=== Stated exercise ===
Show every line of the data below that contains the word "chair", copying each line in full.

=== Data shown ===
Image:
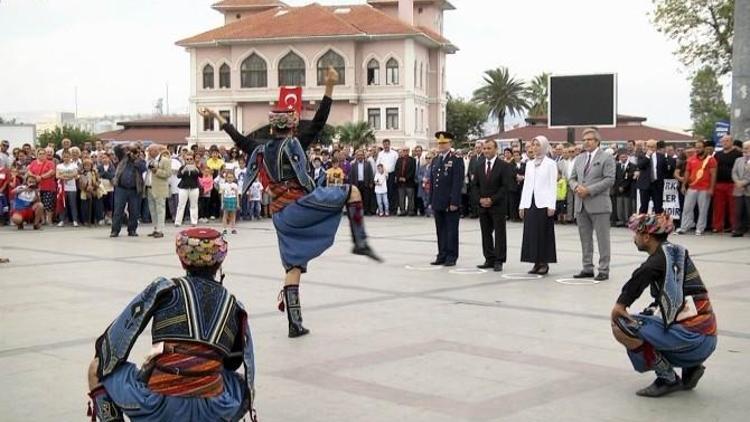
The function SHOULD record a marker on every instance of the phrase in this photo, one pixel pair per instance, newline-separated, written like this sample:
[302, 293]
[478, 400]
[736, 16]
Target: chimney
[406, 11]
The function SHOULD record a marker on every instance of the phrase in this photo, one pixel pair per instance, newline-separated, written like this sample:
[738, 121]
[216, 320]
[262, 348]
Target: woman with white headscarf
[537, 208]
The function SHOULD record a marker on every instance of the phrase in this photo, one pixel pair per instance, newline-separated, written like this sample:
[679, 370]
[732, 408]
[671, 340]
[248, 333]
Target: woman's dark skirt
[538, 244]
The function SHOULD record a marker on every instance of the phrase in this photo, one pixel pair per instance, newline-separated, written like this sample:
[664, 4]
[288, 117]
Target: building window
[291, 70]
[225, 114]
[373, 118]
[253, 73]
[208, 76]
[391, 118]
[208, 124]
[391, 72]
[225, 76]
[331, 58]
[373, 72]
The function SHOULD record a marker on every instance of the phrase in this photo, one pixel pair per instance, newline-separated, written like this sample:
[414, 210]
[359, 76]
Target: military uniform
[447, 175]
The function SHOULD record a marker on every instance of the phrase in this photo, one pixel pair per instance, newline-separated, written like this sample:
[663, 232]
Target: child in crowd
[4, 183]
[256, 195]
[90, 193]
[335, 174]
[265, 202]
[229, 192]
[27, 207]
[244, 205]
[562, 194]
[381, 191]
[206, 182]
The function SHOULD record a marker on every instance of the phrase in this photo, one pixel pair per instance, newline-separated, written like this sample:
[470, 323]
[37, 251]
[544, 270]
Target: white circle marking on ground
[577, 281]
[521, 276]
[423, 267]
[467, 271]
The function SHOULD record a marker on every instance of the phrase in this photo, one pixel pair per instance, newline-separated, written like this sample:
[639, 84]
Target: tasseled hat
[651, 223]
[200, 247]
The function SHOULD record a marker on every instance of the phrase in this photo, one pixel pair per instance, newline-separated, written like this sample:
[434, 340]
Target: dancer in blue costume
[306, 214]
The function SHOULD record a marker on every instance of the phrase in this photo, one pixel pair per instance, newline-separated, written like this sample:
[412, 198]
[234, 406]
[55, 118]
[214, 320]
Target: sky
[120, 54]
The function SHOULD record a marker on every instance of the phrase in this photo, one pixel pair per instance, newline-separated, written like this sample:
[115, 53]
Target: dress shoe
[660, 387]
[691, 376]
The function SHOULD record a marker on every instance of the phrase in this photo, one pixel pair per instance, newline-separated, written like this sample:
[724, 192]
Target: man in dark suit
[624, 173]
[447, 175]
[406, 170]
[474, 161]
[653, 168]
[492, 180]
[362, 176]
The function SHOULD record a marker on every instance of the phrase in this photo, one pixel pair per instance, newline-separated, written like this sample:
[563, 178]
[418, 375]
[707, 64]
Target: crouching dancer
[306, 216]
[200, 336]
[679, 328]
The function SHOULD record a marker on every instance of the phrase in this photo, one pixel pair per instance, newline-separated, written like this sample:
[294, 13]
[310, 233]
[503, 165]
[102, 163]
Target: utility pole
[167, 98]
[740, 112]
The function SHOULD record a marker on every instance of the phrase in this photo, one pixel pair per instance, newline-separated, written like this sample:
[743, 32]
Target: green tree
[464, 119]
[536, 95]
[502, 95]
[707, 105]
[77, 136]
[703, 30]
[356, 134]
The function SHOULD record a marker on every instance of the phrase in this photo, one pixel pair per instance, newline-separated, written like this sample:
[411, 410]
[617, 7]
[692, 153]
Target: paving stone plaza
[399, 341]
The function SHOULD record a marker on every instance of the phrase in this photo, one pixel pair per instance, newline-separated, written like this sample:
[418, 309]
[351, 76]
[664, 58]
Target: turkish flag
[290, 98]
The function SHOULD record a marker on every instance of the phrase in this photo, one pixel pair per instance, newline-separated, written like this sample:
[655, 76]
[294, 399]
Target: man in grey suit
[592, 178]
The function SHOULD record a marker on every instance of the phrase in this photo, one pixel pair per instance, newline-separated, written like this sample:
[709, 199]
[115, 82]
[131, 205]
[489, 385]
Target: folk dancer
[306, 216]
[679, 327]
[200, 336]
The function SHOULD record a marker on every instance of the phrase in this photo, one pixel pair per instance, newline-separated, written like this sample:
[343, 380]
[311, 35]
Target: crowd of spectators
[78, 185]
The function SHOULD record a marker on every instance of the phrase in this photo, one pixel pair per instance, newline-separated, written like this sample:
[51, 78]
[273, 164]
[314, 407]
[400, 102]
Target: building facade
[390, 56]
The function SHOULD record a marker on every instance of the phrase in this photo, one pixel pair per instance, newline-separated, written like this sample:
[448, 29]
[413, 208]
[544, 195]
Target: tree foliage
[356, 134]
[502, 94]
[707, 105]
[77, 136]
[464, 119]
[536, 95]
[703, 30]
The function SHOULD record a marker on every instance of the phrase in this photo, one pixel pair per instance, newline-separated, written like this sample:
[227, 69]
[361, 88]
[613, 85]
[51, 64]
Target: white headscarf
[543, 149]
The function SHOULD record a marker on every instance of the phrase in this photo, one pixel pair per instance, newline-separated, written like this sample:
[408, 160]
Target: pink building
[390, 56]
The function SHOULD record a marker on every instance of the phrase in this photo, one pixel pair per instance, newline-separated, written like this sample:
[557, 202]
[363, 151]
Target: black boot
[102, 408]
[293, 311]
[356, 223]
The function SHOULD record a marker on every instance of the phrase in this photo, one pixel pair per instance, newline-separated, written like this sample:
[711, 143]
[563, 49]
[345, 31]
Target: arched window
[391, 72]
[291, 70]
[331, 58]
[253, 72]
[208, 76]
[373, 72]
[225, 76]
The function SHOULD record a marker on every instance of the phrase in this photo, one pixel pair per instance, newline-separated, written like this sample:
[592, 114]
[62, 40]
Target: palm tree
[502, 94]
[356, 134]
[536, 95]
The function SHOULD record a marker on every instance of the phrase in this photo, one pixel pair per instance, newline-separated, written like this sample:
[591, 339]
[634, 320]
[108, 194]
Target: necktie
[588, 165]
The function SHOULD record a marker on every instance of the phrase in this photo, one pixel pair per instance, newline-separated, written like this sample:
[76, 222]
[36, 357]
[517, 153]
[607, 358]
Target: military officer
[447, 175]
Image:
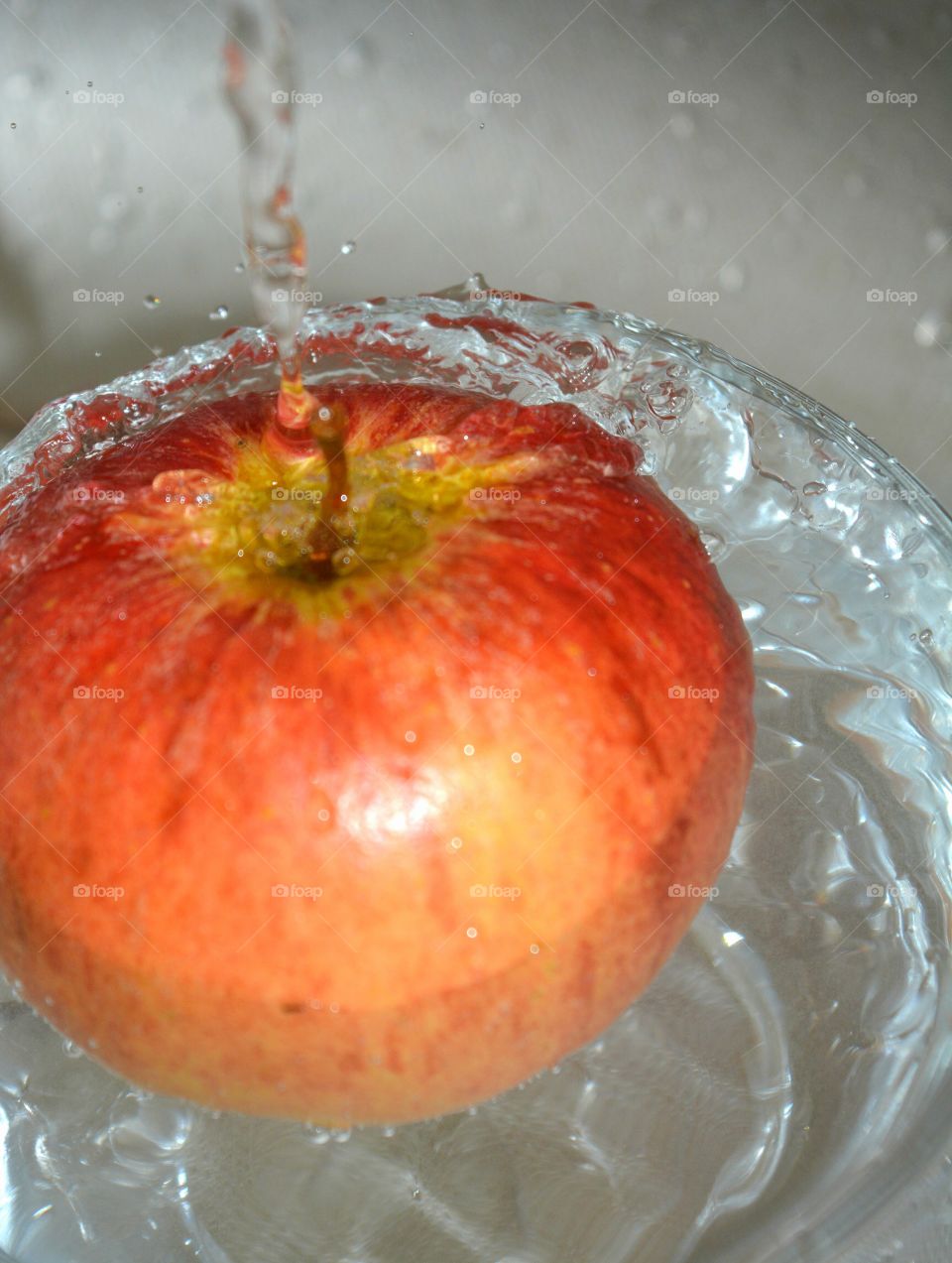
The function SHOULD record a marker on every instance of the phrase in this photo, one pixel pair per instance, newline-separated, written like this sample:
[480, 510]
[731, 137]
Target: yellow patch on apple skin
[252, 536]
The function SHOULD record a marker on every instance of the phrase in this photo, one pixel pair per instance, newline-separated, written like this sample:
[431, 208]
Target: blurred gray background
[772, 176]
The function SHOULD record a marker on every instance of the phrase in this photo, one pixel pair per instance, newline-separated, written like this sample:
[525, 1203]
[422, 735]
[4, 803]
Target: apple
[356, 771]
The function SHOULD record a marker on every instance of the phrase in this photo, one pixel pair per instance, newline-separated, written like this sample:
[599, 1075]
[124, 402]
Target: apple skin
[605, 763]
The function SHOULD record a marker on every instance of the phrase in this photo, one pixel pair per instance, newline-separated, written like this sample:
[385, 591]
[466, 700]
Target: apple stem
[327, 427]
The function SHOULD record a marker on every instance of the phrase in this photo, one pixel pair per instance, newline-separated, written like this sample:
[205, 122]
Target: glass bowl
[783, 1090]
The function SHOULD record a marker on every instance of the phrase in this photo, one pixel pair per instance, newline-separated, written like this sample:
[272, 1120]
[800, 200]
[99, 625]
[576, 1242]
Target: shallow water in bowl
[797, 1036]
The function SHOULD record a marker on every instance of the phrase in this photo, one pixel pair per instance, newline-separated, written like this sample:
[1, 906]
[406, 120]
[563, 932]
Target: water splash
[258, 79]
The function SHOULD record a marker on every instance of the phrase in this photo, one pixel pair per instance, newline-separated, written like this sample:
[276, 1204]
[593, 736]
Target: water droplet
[682, 126]
[932, 329]
[731, 277]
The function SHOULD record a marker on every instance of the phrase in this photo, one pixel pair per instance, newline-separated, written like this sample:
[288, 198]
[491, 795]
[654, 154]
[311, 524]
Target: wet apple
[356, 772]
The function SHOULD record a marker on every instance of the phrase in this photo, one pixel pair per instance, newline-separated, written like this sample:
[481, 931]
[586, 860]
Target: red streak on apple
[375, 838]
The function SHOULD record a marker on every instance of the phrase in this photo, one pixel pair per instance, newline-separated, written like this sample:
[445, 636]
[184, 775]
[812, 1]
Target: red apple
[366, 810]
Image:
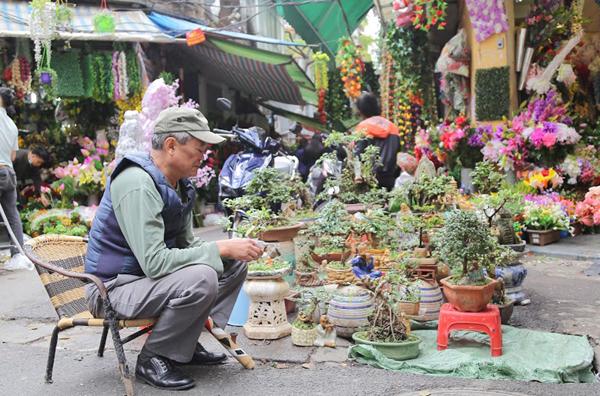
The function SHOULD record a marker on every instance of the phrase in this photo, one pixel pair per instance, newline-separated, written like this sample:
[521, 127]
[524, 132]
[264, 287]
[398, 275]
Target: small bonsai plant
[386, 324]
[465, 244]
[268, 266]
[486, 178]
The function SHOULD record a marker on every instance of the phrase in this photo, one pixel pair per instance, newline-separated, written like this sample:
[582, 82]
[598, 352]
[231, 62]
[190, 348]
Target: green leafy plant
[486, 178]
[465, 244]
[386, 323]
[68, 70]
[493, 93]
[426, 194]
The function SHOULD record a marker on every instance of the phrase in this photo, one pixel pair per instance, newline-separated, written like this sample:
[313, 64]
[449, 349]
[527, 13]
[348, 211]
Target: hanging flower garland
[42, 27]
[350, 63]
[429, 14]
[321, 82]
[18, 76]
[119, 70]
[104, 21]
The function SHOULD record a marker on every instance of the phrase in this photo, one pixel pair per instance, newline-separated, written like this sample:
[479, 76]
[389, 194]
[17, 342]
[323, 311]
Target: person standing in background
[9, 145]
[27, 166]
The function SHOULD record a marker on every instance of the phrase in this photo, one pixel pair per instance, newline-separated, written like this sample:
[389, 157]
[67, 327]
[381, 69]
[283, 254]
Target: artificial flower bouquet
[588, 210]
[460, 141]
[543, 179]
[544, 217]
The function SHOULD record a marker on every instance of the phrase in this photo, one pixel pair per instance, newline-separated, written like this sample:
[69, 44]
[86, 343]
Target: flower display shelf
[302, 337]
[340, 276]
[267, 317]
[542, 238]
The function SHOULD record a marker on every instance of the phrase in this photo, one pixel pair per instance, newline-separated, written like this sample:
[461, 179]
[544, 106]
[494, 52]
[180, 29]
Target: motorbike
[259, 151]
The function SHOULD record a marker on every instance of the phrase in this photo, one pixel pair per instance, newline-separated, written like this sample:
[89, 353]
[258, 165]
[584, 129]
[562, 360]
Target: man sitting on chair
[142, 247]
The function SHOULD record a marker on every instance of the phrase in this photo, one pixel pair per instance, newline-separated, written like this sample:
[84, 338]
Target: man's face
[35, 160]
[189, 156]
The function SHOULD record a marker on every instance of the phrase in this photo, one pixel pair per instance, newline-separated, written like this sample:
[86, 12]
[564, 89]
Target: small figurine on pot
[326, 334]
[364, 267]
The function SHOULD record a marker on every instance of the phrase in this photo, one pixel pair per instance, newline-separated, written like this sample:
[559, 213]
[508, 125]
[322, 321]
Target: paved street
[563, 298]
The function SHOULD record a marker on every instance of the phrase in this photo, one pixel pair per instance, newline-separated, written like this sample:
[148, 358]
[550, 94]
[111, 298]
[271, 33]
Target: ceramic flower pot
[409, 308]
[349, 310]
[280, 234]
[402, 350]
[468, 298]
[513, 277]
[45, 78]
[302, 337]
[542, 238]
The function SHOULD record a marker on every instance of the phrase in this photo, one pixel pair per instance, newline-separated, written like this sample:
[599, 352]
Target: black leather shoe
[203, 357]
[160, 373]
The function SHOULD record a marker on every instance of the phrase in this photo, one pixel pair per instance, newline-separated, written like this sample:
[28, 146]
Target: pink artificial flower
[549, 140]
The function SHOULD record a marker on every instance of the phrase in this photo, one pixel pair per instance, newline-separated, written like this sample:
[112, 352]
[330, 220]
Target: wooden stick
[229, 344]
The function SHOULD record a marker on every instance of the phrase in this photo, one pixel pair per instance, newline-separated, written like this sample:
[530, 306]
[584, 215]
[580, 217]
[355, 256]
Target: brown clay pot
[409, 308]
[469, 298]
[308, 279]
[421, 252]
[280, 234]
[543, 238]
[334, 256]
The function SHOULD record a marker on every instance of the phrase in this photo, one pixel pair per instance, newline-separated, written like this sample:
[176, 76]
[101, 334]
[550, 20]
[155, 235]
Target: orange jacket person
[379, 132]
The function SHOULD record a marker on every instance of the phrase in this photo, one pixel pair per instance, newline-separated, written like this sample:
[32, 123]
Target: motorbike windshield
[254, 136]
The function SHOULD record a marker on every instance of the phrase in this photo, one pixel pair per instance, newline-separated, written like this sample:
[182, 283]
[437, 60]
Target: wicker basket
[301, 337]
[339, 275]
[409, 308]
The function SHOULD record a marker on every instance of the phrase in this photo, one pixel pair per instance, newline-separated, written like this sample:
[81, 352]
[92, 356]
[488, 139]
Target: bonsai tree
[386, 324]
[465, 244]
[426, 194]
[333, 220]
[486, 178]
[305, 319]
[499, 209]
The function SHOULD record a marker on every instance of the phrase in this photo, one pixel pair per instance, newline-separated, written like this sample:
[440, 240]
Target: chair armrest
[69, 274]
[50, 267]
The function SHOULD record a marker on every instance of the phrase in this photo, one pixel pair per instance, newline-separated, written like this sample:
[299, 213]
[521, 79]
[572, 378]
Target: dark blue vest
[108, 253]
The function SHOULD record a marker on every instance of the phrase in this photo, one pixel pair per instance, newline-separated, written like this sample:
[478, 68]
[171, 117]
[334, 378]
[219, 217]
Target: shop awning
[131, 25]
[263, 74]
[324, 22]
[292, 116]
[178, 27]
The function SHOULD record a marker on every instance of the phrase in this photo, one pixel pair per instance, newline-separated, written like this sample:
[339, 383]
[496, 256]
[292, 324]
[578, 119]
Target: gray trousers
[8, 199]
[182, 301]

=== Written answer ===
Target: man sitting on chair
Target: chair armrest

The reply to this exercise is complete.